» **Data for the task**

=-=-=-=-=

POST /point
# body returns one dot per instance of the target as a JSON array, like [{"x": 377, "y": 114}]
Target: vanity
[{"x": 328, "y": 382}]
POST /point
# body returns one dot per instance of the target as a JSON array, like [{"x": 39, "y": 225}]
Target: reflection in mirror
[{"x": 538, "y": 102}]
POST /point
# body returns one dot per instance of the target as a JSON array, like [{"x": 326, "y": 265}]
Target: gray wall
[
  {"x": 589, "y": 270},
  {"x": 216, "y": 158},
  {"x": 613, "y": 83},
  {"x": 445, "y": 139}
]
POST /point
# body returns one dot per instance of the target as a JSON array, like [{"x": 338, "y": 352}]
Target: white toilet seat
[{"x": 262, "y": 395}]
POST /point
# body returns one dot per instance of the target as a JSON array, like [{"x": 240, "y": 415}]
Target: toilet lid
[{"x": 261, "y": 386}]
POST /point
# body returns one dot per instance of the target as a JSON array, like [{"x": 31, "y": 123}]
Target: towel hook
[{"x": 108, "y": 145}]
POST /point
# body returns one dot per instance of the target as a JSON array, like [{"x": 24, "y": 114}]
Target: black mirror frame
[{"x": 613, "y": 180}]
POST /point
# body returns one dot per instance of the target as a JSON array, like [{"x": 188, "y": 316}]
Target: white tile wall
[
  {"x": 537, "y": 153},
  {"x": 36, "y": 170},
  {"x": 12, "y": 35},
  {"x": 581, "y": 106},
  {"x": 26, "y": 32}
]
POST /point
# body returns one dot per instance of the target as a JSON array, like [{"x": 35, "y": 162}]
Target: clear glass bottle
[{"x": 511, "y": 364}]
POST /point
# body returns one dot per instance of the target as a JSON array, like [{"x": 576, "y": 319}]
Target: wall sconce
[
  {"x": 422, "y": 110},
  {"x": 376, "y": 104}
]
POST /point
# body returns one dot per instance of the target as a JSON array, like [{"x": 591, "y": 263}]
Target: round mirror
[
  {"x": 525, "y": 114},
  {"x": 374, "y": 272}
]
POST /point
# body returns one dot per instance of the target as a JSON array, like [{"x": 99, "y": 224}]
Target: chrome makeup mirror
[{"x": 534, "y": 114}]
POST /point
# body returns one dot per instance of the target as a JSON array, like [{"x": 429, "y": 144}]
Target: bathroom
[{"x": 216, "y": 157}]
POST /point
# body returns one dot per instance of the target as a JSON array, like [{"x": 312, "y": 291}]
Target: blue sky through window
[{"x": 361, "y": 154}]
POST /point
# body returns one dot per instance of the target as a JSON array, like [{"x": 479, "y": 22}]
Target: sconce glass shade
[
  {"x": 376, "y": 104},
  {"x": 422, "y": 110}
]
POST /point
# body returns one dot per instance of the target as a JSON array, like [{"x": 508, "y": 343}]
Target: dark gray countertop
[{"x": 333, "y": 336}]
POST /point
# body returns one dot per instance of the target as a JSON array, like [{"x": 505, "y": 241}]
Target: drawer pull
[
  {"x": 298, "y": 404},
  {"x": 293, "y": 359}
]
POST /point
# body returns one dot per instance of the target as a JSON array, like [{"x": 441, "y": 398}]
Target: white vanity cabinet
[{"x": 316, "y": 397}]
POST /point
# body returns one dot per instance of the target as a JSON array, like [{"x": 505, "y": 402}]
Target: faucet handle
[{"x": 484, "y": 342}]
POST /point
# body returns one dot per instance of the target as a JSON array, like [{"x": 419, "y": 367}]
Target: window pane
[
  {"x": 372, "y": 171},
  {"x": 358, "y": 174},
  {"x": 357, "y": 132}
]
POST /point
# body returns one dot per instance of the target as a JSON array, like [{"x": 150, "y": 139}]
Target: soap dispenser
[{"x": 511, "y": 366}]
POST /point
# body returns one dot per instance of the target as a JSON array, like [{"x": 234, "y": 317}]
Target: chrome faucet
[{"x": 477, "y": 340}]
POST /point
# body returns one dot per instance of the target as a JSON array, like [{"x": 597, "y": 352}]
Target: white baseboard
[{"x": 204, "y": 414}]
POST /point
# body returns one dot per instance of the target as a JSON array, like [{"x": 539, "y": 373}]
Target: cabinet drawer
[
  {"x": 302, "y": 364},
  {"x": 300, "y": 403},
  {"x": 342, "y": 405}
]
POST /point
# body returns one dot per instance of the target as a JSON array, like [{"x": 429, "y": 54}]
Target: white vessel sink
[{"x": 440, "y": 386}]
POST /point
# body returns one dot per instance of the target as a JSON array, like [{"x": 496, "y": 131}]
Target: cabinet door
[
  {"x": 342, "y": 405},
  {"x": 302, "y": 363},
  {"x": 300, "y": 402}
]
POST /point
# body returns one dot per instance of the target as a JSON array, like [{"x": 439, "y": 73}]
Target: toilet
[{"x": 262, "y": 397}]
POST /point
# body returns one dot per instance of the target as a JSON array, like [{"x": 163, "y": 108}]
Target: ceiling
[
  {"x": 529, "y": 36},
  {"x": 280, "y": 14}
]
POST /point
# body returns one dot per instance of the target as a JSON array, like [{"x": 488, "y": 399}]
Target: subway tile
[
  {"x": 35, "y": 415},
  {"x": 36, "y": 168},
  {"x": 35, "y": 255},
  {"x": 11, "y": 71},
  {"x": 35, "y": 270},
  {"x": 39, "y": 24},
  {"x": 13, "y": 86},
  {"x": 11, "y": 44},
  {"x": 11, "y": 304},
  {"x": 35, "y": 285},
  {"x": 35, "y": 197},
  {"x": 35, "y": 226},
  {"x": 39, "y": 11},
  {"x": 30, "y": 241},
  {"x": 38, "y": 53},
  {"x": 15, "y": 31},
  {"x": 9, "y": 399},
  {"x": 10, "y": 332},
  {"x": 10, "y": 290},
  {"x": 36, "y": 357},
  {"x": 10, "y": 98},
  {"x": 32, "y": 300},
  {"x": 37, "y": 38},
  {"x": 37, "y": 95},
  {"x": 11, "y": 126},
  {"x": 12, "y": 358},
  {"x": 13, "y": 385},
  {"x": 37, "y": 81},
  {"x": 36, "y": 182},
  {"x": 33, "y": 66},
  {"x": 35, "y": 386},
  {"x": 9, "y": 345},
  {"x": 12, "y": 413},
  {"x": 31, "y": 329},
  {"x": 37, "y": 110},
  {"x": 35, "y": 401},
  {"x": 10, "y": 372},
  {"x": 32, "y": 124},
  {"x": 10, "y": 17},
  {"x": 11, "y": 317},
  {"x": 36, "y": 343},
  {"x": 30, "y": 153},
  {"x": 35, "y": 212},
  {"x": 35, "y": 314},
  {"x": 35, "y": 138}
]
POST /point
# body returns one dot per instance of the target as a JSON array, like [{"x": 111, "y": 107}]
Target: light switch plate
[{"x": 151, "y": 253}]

=-=-=-=-=

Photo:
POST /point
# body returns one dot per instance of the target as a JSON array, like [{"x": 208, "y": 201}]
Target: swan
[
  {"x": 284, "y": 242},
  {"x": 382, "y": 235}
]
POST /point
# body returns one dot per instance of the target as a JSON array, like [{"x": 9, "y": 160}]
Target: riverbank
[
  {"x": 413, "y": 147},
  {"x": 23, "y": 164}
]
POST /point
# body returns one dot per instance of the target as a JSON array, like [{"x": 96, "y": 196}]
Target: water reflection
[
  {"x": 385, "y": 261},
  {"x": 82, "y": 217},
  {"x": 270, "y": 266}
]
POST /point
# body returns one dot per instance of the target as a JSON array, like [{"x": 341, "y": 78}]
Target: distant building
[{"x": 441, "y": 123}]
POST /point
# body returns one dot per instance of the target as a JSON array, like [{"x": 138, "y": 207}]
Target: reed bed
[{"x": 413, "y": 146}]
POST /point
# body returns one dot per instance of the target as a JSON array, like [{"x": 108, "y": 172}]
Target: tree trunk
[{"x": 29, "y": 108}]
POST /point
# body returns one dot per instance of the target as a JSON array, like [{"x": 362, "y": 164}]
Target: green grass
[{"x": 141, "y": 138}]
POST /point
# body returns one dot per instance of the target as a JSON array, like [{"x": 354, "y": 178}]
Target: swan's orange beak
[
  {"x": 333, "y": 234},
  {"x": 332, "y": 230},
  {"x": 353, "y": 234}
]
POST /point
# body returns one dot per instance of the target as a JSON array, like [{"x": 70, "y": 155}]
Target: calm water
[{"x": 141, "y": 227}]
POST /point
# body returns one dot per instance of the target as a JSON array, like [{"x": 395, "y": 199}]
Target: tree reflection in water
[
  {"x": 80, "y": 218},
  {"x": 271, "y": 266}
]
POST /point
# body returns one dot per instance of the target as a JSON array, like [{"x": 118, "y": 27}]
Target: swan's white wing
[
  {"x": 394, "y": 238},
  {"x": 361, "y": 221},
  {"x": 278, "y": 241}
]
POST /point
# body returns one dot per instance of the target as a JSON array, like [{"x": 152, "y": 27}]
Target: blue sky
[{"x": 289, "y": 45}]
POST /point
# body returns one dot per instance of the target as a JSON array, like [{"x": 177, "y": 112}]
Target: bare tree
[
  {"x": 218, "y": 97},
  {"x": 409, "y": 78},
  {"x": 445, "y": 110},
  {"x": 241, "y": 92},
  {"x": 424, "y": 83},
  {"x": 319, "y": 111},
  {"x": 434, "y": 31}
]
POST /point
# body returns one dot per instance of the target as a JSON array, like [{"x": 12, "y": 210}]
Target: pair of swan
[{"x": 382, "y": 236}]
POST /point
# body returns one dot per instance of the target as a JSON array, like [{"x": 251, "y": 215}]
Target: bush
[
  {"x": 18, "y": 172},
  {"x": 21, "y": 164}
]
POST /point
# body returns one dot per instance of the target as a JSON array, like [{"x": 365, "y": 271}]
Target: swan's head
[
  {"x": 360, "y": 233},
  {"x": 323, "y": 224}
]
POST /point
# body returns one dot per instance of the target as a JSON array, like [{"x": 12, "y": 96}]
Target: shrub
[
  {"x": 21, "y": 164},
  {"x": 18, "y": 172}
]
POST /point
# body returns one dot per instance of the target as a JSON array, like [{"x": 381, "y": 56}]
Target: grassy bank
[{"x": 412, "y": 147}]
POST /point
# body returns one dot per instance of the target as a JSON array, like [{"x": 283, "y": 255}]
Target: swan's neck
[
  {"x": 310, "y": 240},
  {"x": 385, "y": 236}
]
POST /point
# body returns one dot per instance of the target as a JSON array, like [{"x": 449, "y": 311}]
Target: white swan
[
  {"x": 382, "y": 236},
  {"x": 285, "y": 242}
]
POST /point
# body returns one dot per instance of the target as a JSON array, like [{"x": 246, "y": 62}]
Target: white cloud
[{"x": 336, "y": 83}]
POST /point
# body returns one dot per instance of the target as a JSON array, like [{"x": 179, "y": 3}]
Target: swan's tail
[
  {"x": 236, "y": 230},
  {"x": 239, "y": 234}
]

=-=-=-=-=

» **The request**
Count the lines in the records above that contain the word "gray", and reply with the number alone.

» **Final answer**
2